[Task description]: Retype the whole listing that follows, with nothing added or left out.

[Data]:
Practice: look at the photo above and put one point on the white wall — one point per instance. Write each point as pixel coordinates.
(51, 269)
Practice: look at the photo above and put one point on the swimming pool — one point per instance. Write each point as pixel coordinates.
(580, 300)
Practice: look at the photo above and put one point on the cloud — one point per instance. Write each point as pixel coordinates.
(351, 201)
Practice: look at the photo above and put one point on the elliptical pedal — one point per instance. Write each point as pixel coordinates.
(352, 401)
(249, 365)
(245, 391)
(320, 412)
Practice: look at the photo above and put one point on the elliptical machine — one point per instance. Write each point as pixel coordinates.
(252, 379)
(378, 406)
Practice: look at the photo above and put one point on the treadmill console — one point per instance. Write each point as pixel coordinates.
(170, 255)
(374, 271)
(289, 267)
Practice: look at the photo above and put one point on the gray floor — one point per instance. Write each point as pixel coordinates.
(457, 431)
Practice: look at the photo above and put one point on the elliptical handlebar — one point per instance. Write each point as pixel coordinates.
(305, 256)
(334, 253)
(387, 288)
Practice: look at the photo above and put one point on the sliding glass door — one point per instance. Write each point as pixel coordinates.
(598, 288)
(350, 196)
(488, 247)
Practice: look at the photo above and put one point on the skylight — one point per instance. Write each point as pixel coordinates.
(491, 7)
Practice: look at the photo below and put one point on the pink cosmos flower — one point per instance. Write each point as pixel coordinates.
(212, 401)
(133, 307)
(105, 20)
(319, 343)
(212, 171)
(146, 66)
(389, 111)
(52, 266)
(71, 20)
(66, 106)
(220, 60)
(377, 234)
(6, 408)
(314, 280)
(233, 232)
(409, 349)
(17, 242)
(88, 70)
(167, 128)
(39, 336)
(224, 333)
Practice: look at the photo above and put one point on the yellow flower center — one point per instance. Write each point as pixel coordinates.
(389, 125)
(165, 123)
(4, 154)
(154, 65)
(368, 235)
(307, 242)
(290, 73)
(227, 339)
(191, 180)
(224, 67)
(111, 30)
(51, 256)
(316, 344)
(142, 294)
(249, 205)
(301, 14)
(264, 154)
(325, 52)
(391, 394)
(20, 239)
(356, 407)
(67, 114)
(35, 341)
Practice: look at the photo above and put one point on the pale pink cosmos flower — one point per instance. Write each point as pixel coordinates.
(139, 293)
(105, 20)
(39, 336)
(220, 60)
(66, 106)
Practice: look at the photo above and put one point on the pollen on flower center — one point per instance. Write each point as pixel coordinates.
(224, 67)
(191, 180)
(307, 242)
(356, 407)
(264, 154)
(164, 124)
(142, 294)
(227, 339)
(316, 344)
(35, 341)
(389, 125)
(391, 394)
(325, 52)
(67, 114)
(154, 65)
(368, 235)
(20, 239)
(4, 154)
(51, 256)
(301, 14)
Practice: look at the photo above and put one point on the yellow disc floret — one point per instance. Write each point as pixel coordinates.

[Response box]:
Practice: look at the photo above and put one point on the white wall — one point per instance. Write each point as pixel coordinates.
(51, 269)
Practice: look at the photo above and put one point on the swimming pool — one point per instance. Write each point as pixel coordinates.
(580, 300)
Practice: look at the photo above and put one point on the cloud — one point per instance. Write each point as pixel coordinates.
(351, 201)
Practice: look at the photo above and put one point on the elliptical pedal — one point per instance. Write each point as pixel coordinates.
(352, 401)
(249, 365)
(245, 391)
(320, 412)
Practice: look at the photo above and put one point on the elliptical machine — one point per instance. Write each point as pixel coordinates.
(252, 379)
(378, 406)
Practice: look at the photo above and put one point on the treadmill console — one point per instance. Write each point as pixel coordinates.
(170, 255)
(374, 271)
(289, 267)
Practice: look at the photo above and put one point on the gray floor — one point per instance. Write each point as pixel coordinates.
(457, 431)
Practice: look at the photo above and put one point on the elliptical handlebar — one point per instance. Write each point as pixel coordinates.
(305, 256)
(334, 253)
(387, 288)
Practice: look at the photo above and put one point on the sliding glass door — one point per instance. Write each point as pixel coordinates.
(598, 288)
(350, 196)
(488, 247)
Practice: look at the photo above and put one point on the skylight — one point per instance. Write each point as pixel coordinates.
(491, 7)
Practice: look at the photo below and put one point on the pink cosmos flower — one point per instance. Write each point as pixel coordinates.
(212, 401)
(133, 307)
(105, 20)
(319, 343)
(212, 171)
(146, 66)
(389, 111)
(52, 266)
(71, 20)
(66, 106)
(220, 60)
(377, 234)
(6, 408)
(314, 280)
(233, 232)
(409, 349)
(17, 242)
(88, 70)
(167, 128)
(39, 336)
(224, 333)
Practice: look at the photo above and put one point on the yellow flower center — one point per instance. Write each point as pixel coordinates.
(389, 125)
(165, 123)
(4, 154)
(154, 65)
(368, 235)
(307, 242)
(290, 73)
(227, 339)
(191, 180)
(224, 67)
(111, 30)
(51, 256)
(316, 344)
(142, 294)
(249, 205)
(301, 14)
(264, 154)
(325, 52)
(391, 394)
(20, 239)
(356, 407)
(67, 114)
(35, 341)
Practice: look at the photo above and put one point on the pale pink cosmos flower — one point per instance. Write each point as pixel coordinates.
(139, 293)
(105, 20)
(39, 336)
(220, 60)
(66, 106)
Practice: look at the photo above and put one point on the pollen on flower center — one point per instance. Write each point as pixel coordinates.
(224, 67)
(191, 180)
(307, 242)
(356, 407)
(264, 154)
(164, 124)
(142, 294)
(227, 339)
(316, 344)
(35, 341)
(389, 125)
(391, 394)
(325, 52)
(67, 114)
(154, 65)
(368, 235)
(20, 239)
(4, 154)
(51, 256)
(301, 14)
Practice: look at the photo above and put one point on the yellow disc floret — one point per instance. Write each point as pixel coordinates.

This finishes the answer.